* **TASK DETAILS**:
Every line that contains "post" must be located and copied from the data.

Natural language region descriptions:
☆ ☆ ☆ ☆ ☆
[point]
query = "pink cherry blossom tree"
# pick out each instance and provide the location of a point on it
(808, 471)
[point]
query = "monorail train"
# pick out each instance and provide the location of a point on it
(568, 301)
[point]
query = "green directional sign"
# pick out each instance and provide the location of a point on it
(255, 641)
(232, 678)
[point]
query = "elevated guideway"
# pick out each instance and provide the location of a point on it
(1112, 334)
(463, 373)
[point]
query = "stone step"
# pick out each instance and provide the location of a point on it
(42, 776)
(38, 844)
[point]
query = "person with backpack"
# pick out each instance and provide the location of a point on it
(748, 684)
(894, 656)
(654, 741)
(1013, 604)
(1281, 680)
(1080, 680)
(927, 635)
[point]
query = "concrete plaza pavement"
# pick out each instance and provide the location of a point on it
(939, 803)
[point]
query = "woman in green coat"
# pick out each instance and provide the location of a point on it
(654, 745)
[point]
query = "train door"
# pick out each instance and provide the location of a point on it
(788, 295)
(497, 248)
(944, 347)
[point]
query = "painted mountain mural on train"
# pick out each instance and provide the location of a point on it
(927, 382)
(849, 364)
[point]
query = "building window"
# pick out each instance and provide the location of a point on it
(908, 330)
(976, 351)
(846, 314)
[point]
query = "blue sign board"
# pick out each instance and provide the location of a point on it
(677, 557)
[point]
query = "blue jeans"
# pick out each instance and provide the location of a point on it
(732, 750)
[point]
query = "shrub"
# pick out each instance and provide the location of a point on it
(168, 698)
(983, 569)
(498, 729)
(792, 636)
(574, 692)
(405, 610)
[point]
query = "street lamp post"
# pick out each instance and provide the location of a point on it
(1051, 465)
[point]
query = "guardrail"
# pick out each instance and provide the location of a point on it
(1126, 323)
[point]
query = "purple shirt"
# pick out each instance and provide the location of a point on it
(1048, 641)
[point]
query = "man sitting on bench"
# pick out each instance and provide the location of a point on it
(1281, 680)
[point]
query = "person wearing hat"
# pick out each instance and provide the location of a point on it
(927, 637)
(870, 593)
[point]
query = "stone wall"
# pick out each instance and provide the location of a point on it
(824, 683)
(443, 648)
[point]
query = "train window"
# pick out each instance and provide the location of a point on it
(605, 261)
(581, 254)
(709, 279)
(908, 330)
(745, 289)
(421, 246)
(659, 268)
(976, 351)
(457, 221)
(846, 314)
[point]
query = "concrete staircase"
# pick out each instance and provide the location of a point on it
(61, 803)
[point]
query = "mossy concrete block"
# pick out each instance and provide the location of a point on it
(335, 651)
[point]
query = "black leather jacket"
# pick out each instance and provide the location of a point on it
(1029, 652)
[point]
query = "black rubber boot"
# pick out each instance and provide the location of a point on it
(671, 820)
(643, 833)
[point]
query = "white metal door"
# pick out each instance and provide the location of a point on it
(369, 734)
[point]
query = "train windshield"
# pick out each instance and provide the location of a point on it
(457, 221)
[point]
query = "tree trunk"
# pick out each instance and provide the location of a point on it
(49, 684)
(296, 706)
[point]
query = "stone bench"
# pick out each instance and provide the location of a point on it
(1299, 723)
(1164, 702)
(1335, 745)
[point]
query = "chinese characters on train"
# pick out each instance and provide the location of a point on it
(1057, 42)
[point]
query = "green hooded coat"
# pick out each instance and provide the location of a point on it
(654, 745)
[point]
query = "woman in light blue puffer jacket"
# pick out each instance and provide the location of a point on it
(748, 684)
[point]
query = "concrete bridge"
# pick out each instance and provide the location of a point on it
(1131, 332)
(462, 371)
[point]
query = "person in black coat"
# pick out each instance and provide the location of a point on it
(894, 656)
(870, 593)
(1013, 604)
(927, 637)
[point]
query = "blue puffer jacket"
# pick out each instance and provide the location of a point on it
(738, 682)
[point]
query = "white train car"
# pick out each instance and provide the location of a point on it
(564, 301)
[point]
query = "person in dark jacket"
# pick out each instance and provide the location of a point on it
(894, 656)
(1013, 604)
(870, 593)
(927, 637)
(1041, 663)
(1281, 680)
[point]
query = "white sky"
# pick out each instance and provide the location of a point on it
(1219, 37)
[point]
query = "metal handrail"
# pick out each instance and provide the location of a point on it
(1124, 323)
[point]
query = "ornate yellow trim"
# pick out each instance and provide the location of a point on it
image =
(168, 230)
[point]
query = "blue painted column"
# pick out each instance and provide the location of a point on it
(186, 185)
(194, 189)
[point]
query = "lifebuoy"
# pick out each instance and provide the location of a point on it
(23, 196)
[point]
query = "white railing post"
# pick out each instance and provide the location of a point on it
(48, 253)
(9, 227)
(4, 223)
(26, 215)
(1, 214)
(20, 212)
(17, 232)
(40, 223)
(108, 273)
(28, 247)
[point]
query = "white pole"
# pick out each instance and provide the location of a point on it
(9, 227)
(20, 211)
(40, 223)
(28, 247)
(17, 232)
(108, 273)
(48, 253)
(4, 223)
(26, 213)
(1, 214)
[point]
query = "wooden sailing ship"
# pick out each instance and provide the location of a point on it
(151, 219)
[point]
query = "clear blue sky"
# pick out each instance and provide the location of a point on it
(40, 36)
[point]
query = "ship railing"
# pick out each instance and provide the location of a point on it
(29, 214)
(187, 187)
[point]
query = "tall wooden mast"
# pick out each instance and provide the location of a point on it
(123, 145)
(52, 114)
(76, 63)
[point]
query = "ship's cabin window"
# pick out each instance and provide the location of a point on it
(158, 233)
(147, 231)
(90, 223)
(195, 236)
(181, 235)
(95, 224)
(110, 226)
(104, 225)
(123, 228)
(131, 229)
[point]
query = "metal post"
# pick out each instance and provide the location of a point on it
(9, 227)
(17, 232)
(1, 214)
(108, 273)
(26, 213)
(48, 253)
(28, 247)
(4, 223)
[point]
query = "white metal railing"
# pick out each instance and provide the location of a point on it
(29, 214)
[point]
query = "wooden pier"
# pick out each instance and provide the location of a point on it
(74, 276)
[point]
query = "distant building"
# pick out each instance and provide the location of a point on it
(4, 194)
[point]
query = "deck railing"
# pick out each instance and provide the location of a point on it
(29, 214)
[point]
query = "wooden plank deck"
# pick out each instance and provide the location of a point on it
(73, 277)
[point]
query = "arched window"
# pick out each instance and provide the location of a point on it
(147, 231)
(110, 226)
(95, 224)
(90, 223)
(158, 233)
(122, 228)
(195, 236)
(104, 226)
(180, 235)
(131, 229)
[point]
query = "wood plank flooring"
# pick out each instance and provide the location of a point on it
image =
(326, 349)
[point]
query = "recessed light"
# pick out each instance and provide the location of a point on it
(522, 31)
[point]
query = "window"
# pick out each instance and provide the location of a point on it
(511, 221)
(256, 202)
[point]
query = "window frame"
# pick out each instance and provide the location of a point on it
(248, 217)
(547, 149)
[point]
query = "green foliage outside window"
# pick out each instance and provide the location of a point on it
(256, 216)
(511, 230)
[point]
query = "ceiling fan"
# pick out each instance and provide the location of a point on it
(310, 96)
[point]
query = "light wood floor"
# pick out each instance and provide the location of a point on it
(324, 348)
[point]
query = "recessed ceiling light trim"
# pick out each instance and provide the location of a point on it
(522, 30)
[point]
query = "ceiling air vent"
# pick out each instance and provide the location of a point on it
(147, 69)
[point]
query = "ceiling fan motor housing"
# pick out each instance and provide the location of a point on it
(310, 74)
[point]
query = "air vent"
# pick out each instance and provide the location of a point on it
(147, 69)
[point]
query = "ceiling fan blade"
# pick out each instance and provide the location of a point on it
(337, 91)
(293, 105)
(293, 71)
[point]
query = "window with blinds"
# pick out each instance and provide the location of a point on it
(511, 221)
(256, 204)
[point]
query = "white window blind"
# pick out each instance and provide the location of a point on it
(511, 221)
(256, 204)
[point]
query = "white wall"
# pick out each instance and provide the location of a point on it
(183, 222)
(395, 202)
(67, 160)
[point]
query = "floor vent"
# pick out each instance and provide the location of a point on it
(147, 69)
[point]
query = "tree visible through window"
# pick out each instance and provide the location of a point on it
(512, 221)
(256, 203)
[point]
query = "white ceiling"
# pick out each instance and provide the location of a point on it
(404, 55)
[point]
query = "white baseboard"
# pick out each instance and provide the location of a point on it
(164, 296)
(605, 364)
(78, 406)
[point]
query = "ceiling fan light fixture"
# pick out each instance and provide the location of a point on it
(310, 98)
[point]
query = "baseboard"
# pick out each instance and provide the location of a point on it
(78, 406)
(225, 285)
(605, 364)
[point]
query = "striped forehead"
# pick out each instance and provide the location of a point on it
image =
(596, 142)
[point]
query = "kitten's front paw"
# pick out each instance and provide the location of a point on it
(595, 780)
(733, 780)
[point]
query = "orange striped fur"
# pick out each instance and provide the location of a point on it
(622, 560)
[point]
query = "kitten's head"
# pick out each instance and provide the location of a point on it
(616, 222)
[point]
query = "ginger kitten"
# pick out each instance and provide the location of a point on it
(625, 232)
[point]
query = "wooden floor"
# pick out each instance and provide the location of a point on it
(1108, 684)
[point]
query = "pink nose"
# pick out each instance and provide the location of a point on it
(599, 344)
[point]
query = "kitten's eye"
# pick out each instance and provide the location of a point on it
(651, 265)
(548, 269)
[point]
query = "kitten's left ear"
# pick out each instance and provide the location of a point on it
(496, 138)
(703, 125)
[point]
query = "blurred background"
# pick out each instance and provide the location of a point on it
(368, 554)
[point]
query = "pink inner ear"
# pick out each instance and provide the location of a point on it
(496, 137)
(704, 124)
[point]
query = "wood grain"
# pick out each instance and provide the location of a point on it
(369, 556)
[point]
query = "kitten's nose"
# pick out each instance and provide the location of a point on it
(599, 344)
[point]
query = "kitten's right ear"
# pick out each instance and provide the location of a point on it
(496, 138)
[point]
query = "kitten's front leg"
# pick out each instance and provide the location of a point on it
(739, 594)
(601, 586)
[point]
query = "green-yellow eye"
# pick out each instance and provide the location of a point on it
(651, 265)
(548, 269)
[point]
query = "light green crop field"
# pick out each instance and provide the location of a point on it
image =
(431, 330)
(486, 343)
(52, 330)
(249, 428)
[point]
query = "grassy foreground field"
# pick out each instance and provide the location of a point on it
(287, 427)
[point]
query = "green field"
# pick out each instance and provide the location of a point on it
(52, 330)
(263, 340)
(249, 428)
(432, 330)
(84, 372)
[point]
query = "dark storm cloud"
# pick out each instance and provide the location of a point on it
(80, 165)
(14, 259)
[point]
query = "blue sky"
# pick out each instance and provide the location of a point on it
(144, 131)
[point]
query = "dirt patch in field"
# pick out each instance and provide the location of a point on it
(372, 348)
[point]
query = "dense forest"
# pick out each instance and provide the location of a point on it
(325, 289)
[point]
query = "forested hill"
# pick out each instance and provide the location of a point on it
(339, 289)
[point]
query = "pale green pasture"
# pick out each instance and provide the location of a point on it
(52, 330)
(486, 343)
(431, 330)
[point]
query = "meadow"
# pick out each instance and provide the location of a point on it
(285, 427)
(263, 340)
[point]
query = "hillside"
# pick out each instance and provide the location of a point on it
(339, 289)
☆ ☆ ☆ ☆ ☆
* **RESULT OF THIS TASK**:
query = "street lamp post"
query = "white railing post"
query = "metal post"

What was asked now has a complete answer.